▶ [Data excerpts]
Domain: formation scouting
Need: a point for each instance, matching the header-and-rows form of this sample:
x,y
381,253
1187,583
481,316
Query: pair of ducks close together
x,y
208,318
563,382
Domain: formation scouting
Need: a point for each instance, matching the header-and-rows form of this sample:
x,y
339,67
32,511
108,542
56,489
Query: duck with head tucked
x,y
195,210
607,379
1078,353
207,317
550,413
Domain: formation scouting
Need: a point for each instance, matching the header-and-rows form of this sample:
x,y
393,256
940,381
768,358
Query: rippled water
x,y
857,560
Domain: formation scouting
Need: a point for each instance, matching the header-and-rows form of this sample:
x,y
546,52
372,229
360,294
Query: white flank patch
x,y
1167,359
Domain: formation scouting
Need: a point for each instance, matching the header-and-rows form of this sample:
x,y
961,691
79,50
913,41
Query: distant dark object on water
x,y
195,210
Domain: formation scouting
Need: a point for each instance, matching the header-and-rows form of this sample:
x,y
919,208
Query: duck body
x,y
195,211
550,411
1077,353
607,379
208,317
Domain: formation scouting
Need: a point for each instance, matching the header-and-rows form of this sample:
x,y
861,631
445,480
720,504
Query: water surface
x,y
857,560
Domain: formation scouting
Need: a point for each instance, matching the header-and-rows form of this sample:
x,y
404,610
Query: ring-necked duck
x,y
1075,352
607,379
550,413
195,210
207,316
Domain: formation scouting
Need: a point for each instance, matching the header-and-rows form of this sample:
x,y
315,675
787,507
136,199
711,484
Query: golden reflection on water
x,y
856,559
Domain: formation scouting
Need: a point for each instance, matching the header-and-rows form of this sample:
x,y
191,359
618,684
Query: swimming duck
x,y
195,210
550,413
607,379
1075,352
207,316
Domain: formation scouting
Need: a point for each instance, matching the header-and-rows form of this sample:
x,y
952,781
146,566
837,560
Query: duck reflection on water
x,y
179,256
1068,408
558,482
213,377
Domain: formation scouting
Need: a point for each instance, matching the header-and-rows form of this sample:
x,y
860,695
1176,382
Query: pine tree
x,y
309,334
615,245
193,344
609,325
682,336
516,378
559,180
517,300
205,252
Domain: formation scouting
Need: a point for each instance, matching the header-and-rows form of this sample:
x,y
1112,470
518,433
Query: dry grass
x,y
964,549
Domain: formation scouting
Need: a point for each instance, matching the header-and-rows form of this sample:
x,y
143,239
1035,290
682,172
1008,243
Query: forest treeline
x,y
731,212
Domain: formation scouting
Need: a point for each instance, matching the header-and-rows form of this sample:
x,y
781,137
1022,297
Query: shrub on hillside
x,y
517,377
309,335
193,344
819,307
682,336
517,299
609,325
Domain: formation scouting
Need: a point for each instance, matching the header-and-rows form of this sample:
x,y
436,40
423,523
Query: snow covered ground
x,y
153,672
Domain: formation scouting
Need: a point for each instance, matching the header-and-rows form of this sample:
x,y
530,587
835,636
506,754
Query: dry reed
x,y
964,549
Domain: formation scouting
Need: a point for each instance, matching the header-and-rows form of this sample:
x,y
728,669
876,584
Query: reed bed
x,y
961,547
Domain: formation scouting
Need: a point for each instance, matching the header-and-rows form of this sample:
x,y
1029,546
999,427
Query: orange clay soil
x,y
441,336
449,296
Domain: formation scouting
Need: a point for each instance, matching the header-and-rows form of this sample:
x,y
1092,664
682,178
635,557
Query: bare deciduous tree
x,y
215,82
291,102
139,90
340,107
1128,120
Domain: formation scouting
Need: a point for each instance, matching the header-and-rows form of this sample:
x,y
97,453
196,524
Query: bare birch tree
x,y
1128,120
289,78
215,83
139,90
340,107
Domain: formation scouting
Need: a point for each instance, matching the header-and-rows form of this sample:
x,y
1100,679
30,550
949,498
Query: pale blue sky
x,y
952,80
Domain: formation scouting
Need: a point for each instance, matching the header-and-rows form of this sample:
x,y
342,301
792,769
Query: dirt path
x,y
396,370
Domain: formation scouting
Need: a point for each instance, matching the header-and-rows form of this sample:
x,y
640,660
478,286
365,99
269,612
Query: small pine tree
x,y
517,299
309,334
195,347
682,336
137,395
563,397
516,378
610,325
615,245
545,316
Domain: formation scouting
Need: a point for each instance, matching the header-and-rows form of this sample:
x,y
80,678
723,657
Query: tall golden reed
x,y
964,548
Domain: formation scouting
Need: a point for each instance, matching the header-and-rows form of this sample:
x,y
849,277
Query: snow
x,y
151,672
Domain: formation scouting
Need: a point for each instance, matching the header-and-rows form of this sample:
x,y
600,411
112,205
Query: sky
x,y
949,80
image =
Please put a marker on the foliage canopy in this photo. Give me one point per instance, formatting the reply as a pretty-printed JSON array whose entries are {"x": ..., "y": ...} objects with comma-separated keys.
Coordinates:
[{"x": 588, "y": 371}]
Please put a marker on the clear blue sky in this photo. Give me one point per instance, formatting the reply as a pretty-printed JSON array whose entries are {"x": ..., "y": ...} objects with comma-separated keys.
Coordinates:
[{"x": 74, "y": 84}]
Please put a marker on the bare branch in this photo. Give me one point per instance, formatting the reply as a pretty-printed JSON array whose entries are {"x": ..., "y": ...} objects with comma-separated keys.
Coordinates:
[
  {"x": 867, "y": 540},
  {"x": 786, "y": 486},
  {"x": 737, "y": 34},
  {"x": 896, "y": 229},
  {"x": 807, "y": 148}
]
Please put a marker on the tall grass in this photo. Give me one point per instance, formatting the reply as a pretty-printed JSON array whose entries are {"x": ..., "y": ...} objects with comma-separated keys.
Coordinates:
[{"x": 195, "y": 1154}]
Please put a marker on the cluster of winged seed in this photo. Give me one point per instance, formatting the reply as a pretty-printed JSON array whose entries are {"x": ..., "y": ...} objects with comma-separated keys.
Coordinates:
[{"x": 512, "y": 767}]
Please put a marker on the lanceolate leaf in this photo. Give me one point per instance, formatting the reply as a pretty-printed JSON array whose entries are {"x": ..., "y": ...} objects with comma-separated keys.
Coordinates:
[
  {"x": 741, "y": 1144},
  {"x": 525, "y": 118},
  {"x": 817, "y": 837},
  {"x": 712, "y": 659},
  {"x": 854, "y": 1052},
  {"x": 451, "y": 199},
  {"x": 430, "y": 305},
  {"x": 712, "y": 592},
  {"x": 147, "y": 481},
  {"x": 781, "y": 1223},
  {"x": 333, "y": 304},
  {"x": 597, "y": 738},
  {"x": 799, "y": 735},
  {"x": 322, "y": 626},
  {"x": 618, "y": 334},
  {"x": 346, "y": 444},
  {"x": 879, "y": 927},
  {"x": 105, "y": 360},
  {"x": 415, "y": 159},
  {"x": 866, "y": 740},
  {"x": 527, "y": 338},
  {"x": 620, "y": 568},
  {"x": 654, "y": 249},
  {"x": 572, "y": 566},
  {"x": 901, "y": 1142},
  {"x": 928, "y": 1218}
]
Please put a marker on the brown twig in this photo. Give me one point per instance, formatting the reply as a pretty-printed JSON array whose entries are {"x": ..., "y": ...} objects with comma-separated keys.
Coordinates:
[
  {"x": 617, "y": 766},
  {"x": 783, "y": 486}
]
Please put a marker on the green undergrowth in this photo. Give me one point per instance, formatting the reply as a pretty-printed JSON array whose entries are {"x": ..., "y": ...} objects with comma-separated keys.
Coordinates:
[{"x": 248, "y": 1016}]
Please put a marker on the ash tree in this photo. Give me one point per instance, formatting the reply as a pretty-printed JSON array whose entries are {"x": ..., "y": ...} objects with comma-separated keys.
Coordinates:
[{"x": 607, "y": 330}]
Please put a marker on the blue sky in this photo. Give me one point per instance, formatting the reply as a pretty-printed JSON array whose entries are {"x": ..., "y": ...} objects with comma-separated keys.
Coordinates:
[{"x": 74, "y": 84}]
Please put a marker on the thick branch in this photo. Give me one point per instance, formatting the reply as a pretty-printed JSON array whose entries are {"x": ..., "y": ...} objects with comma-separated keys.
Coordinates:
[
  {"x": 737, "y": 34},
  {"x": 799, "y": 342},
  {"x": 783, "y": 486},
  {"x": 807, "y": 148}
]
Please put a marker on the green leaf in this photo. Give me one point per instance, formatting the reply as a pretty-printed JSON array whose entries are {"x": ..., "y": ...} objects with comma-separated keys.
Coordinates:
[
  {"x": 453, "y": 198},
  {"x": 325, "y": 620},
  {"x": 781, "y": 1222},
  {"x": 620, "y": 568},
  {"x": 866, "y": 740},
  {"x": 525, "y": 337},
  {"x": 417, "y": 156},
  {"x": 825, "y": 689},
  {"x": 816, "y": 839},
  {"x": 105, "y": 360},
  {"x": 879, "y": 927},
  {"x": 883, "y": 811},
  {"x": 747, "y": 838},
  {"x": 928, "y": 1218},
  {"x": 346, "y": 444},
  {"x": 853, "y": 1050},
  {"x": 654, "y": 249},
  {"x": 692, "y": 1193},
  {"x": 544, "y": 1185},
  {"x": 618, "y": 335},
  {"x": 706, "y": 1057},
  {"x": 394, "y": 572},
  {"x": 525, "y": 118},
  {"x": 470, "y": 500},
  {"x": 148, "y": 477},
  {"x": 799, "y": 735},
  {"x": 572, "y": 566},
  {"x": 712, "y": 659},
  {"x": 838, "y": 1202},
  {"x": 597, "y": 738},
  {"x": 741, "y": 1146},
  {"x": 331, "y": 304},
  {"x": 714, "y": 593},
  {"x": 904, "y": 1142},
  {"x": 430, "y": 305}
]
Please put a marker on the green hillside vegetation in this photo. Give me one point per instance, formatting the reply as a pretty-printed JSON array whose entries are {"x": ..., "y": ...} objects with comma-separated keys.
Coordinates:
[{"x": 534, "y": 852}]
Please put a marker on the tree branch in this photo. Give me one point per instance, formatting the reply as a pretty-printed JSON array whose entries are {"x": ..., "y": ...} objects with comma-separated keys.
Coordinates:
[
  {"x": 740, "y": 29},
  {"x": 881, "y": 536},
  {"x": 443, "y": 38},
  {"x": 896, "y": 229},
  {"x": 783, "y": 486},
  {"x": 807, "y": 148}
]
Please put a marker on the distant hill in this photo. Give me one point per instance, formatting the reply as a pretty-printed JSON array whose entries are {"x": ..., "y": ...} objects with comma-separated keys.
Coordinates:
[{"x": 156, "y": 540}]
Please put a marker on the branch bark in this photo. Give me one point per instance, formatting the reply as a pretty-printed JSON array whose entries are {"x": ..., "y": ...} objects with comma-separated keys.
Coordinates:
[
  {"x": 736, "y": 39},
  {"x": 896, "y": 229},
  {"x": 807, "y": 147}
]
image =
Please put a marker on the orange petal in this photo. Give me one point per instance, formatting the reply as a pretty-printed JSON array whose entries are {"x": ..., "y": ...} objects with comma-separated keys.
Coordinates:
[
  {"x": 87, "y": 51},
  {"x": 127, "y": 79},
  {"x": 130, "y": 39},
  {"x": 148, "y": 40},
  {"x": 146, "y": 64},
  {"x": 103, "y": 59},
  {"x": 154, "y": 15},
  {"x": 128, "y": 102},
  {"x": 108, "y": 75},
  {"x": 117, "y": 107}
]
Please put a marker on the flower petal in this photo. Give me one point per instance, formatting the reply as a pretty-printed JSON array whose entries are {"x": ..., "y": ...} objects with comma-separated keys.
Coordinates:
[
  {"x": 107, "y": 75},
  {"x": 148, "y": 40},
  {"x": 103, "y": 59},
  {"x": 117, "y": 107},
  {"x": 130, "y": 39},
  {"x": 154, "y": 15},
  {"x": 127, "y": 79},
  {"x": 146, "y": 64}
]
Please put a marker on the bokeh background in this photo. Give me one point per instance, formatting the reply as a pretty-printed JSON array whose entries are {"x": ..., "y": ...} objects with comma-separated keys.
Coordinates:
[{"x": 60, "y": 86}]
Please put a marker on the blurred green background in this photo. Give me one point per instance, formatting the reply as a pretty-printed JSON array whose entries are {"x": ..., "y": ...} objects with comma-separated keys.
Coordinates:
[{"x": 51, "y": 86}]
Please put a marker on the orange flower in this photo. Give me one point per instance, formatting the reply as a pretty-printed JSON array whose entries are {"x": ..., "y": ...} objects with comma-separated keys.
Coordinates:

▶ [Required work]
Nothing but a number should be given: how many lines in the listing hold the word "petal".

▶ [Final answer]
2